§ TASK OBJECTIVE
Give a single number in reply. It is the count of lines below that contain the string "wood".

[[ PROVIDED INFORMATION open ]]

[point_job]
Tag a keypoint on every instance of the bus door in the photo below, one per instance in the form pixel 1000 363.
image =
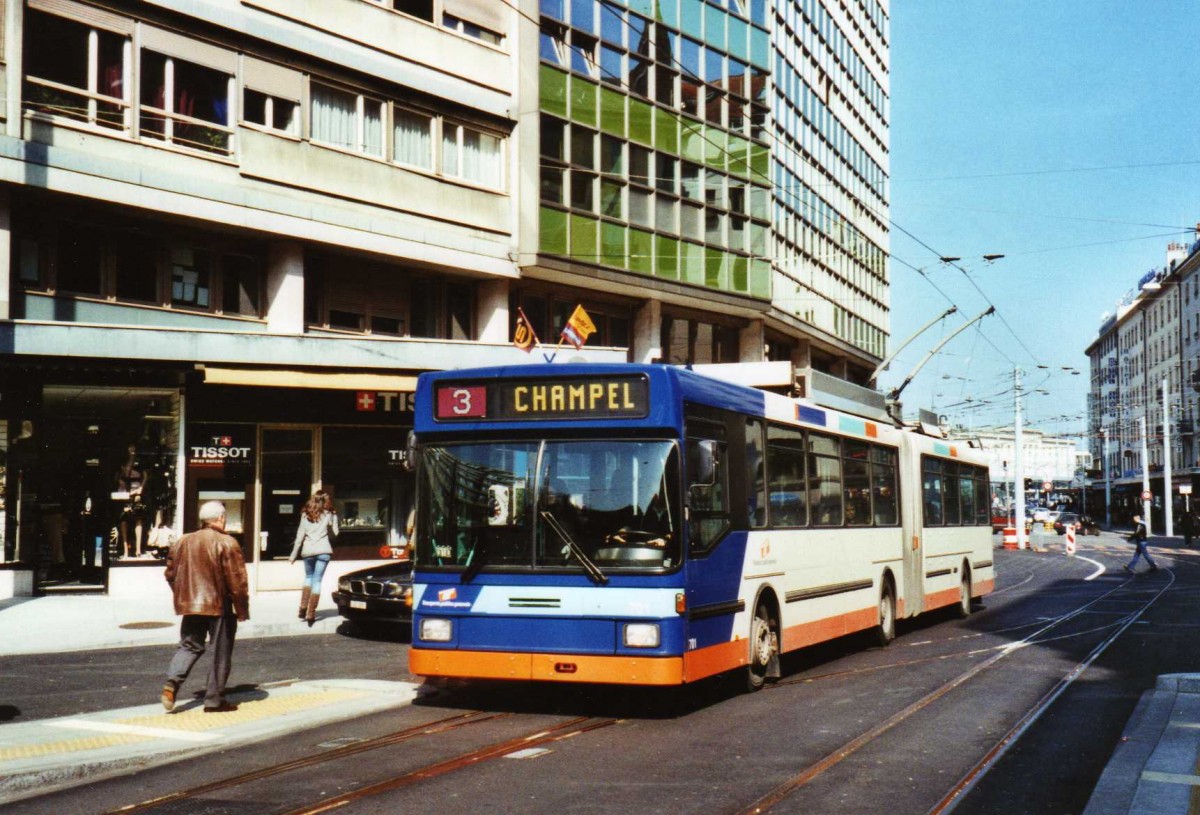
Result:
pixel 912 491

[[ PROVIDED INFORMATION closed ]]
[[ PROVIDED INFORMATION open ]]

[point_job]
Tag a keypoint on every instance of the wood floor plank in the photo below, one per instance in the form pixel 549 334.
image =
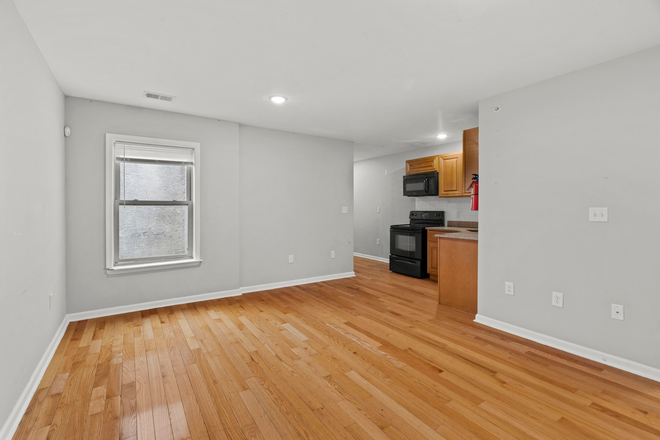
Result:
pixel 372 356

[[ PROVIDED INFORMATION closed ]]
[[ PROVIDED INFORMATION open ]]

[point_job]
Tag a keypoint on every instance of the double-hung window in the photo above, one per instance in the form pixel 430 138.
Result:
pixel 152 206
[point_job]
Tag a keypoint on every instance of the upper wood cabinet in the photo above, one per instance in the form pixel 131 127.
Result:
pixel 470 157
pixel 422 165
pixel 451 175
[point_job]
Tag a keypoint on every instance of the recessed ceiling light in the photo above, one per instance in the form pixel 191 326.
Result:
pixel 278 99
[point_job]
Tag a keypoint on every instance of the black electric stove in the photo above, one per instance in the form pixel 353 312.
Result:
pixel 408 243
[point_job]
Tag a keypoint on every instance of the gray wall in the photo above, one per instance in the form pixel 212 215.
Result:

[[ PROVIDED INFORMATION closed ]]

§ TASK SOLUTION
2